> What needs to be done: In the article on Musk and Nvidia chips, turn the paragraph beginning "An April Nvidia email noted" into a bulleted list that keeps its main facts.

> Source document:
== Segment start ==

Musk Allegedly Shifts Nvidia Chips from Tesla to X

Elon Musk is ambitious about turning Tesla into a leader in AI and robotics, a vision that demands significant investment in Nvidia’s high-cost processors to enhance its infrastructure.

During Tesla’s first-quarter earnings call in April, Musk announced plans to boost the number of active Nvidia H100 AI chips from 35,000 to 85,000 by the end of the year. Shortly after, he posted on X that Tesla would spend $10 billion this year on “combined training and inference AI.”

However, emails from Nvidia senior staff, widely circulated within the company, reveal that Musk may have overstated Tesla’s procurement plans to shareholders. The emails indicate that Musk diverted a substantial shipment of AI processors reserved for Tesla to his social media company, X, formerly Twitter.

Following this news, Tesla shares fell by as much as 1% on Tuesday morning.

By prioritizing X over Tesla, Musk delayed Tesla’s receipt of over $500 million worth of GPUs, potentially causing setbacks in developing the supercomputers needed for autonomous vehicles and humanoid robots.

A December Nvidia memo stated, “Elon prioritizing X H100 GPU cluster deployment at X versus Tesla by redirecting 12k of shipped H100 GPUs originally slated for Tesla to X instead. In exchange, original X orders of 12k H100 slated for Jan and June to be redirected to Tesla.”

An April Nvidia email noted that Musk’s statements on the first-quarter Tesla call “conflict with bookings” and that his X post about $10 billion in AI spending also “conflicts with bookings and FY 2025 forecasts.” The email also mentioned ongoing layoffs at Tesla and warned of potential further delays in the “H100 project” at Tesla’s Texas Gigafactory.

== Segment end ==

Source data
== Segment start ==

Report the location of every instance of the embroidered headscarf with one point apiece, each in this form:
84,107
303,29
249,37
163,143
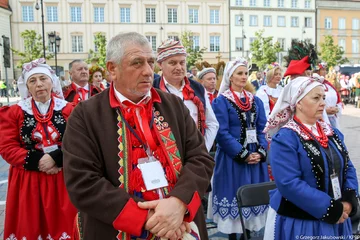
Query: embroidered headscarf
284,108
205,71
34,67
170,48
230,67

== Segment end ==

> Response below:
- An April Nvidia email said Musk's statements on Tesla's first-quarter call conflicted with bookings.
- It said his X post about $10 billion in AI spending conflicted with bookings and FY 2025 forecasts.
- It mentioned ongoing layoffs at Tesla.
- It warned of possible further delays to the "H100 project" at Tesla's Texas Gigafactory.